■ Exercise goal:
Locate the line containing "the mushroom cap" in the material below; repeat it and every line after it, exactly as written.

■ Given data:
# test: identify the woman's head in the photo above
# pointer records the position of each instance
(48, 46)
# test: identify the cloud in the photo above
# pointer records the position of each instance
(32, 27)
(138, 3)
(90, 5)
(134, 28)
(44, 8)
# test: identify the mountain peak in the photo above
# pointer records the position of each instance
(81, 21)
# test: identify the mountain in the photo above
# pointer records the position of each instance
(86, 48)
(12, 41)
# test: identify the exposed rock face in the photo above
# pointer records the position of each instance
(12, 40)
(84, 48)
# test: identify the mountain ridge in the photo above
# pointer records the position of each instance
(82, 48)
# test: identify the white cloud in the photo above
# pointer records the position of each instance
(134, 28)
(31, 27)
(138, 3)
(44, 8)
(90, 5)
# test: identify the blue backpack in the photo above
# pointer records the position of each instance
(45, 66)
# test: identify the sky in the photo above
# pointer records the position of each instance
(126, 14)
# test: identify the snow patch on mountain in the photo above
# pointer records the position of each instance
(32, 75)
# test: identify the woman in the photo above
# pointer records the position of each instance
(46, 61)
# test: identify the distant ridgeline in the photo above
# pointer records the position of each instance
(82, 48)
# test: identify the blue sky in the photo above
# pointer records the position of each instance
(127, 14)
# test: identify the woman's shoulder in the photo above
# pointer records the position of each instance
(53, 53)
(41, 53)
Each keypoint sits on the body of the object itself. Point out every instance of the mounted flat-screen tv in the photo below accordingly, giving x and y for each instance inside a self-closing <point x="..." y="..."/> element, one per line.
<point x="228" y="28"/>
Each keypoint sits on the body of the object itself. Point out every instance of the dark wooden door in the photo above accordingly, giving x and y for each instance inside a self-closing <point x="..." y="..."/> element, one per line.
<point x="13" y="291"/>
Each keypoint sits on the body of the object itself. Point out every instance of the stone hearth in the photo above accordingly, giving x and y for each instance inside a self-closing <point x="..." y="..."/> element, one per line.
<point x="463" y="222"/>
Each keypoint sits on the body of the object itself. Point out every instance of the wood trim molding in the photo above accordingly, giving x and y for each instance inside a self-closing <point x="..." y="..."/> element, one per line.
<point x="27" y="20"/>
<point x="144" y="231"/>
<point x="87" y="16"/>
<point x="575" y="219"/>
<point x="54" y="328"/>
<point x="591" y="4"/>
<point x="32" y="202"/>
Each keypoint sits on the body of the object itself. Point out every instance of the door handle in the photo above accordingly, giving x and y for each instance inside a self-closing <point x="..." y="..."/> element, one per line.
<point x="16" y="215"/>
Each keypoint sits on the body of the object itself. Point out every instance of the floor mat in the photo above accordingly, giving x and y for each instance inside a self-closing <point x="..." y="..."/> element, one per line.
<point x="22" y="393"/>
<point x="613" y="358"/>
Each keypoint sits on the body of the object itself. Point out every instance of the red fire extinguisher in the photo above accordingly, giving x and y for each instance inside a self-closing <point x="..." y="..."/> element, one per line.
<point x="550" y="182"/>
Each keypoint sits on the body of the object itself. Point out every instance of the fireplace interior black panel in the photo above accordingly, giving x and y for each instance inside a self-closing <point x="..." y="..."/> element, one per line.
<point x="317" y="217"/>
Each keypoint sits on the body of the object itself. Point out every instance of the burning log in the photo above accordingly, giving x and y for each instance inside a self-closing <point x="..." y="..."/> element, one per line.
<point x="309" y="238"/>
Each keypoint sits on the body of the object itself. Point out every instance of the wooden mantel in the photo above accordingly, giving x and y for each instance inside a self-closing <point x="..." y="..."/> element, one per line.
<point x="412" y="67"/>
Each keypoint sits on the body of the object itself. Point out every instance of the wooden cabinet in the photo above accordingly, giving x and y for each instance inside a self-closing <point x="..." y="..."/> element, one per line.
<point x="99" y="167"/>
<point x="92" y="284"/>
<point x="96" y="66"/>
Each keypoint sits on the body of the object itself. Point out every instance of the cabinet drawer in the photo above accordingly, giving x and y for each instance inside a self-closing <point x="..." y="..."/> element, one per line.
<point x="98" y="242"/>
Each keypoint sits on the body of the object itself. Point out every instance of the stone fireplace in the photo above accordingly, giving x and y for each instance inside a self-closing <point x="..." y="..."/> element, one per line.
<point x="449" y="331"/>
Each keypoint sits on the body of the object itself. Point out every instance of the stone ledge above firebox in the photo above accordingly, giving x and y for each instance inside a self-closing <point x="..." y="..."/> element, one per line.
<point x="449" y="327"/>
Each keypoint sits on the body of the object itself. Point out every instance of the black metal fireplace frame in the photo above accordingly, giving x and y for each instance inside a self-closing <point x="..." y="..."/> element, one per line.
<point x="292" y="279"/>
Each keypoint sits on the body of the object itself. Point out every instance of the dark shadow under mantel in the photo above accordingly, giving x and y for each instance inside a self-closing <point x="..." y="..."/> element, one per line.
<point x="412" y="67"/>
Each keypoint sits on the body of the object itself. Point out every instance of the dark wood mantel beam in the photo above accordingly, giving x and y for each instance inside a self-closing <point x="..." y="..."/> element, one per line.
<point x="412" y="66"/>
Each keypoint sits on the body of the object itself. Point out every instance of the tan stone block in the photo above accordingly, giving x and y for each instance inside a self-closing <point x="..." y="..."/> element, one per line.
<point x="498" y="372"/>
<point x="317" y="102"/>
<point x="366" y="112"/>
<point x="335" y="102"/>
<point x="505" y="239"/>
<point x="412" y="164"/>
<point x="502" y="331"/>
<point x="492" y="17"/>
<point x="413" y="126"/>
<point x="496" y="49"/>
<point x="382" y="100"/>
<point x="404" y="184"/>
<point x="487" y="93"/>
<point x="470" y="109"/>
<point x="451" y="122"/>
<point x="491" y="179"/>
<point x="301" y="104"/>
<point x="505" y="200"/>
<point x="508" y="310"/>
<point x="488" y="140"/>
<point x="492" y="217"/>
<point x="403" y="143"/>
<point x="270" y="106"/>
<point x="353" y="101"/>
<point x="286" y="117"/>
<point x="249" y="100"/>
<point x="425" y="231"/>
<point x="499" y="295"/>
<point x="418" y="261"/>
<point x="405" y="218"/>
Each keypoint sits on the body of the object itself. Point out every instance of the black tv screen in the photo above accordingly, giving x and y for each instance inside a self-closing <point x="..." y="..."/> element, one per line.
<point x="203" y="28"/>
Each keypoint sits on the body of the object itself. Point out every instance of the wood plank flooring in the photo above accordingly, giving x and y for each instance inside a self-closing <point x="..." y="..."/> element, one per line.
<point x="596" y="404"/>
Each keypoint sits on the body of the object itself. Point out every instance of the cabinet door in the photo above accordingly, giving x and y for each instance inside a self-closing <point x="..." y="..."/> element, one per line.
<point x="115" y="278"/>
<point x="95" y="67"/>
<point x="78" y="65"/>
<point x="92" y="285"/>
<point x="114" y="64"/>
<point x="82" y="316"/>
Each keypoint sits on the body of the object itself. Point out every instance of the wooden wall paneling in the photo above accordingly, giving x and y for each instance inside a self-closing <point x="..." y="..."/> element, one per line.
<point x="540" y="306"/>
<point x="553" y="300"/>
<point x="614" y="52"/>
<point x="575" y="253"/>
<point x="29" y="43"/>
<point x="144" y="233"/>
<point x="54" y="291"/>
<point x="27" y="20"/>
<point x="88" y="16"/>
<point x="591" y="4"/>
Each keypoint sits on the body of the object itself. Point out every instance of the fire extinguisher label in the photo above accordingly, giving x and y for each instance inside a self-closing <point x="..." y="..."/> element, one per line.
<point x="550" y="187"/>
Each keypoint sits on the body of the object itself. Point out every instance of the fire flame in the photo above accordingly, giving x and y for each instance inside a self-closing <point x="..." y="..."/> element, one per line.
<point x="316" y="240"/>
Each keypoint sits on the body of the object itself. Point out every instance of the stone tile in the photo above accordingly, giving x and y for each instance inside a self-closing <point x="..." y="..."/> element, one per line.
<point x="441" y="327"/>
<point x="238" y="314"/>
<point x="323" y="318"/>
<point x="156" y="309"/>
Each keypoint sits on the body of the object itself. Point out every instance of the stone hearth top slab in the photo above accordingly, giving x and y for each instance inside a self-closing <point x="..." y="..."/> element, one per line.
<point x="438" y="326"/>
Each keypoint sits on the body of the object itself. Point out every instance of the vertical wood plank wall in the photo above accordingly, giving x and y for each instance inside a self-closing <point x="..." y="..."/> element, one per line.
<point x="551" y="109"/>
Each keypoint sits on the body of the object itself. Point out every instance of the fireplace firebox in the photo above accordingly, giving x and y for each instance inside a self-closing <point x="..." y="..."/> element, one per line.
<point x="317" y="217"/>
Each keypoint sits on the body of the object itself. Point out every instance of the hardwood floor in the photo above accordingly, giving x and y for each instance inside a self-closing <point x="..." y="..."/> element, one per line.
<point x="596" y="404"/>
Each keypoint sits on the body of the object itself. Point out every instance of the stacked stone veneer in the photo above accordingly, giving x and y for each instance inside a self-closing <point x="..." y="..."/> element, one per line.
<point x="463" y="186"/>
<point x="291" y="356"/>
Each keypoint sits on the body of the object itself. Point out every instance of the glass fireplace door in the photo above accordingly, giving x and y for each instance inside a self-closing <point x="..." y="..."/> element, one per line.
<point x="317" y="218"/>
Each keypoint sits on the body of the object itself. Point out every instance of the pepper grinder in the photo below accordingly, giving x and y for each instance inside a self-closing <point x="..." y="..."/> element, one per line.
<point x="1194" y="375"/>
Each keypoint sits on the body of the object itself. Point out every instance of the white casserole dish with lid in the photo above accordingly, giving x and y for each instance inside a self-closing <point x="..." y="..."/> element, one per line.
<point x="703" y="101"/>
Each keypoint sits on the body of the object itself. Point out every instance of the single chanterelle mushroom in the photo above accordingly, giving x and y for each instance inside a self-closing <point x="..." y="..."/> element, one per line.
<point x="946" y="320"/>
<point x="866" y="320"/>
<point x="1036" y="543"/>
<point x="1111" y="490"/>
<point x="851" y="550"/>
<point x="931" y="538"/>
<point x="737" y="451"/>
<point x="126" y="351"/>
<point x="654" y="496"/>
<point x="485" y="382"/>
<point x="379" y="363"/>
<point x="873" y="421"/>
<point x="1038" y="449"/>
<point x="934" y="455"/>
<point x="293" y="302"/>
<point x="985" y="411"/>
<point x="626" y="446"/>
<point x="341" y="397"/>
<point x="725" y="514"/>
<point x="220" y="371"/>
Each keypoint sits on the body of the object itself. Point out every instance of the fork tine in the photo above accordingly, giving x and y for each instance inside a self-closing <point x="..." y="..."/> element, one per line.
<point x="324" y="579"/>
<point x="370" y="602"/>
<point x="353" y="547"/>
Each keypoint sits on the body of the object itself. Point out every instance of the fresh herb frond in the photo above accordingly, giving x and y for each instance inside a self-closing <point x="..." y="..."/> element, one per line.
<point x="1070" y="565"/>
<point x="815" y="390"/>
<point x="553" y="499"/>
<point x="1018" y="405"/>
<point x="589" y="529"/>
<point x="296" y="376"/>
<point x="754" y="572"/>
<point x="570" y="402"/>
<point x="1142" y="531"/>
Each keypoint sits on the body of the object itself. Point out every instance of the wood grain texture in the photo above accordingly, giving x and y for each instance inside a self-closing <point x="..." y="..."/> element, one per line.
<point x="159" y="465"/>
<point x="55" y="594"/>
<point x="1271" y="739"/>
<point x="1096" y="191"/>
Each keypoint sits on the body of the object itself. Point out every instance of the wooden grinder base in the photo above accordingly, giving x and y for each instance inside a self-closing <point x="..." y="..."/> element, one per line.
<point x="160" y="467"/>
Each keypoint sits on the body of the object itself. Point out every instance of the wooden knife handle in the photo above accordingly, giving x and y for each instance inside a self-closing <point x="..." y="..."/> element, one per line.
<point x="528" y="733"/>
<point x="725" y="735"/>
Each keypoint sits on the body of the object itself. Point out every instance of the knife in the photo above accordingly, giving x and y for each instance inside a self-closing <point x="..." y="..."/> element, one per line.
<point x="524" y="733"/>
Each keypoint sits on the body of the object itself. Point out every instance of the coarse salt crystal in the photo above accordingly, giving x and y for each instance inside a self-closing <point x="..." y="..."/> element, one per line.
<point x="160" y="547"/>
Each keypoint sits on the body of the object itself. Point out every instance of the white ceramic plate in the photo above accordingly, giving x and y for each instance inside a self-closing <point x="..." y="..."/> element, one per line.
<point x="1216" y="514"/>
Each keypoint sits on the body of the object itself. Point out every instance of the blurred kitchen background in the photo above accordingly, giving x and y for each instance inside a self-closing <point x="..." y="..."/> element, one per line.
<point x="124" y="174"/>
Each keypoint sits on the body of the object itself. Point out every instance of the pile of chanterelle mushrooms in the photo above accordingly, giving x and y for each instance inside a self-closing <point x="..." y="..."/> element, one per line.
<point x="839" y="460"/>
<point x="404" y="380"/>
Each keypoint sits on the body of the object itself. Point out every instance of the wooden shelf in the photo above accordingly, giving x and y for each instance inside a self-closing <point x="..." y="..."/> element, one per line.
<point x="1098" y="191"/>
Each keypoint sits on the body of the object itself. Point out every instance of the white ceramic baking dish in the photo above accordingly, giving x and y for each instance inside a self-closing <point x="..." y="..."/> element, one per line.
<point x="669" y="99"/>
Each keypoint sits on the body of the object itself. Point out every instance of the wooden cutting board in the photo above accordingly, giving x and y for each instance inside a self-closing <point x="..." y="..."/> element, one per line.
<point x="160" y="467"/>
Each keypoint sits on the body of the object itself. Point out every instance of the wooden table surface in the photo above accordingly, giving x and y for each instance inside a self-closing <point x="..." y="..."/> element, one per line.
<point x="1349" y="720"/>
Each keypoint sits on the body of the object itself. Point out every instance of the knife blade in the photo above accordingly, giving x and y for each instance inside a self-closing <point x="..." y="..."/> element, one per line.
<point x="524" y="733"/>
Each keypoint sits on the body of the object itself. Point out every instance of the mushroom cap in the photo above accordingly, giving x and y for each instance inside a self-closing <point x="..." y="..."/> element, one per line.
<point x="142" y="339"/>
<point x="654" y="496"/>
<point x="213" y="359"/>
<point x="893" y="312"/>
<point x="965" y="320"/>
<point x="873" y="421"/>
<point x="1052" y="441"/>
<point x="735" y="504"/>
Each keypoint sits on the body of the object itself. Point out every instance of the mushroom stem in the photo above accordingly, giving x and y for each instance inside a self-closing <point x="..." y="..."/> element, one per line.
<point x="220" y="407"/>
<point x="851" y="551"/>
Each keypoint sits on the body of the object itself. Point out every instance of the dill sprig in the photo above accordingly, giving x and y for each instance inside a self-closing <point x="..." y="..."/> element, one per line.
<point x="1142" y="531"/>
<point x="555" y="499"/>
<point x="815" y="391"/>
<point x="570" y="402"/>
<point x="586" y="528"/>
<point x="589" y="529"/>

■ Result of this exercise:
Each keypoint sits on the body of the object itself. Point out every instance of the mushroom cap in the photo above accordingly, giving x and y for each instance inside a self-closing <point x="..." y="..."/> element, one per line.
<point x="142" y="339"/>
<point x="654" y="496"/>
<point x="213" y="359"/>
<point x="893" y="312"/>
<point x="965" y="320"/>
<point x="873" y="421"/>
<point x="1052" y="441"/>
<point x="735" y="504"/>
Each keypoint sits on the body of the object itself. Point out every instance of the mushroom stem in the photo above accordingly, giving x and y for each instance inside a self-closing <point x="..." y="..."/> element, one per line.
<point x="220" y="407"/>
<point x="851" y="551"/>
Each keypoint sits on the body of the object itself. Point out every instance of the dill sprig in the photo above accordingly, giving x and y for each instance inside a self-closing <point x="..." y="..."/> element, one per line.
<point x="1142" y="531"/>
<point x="555" y="499"/>
<point x="815" y="391"/>
<point x="570" y="402"/>
<point x="586" y="528"/>
<point x="589" y="529"/>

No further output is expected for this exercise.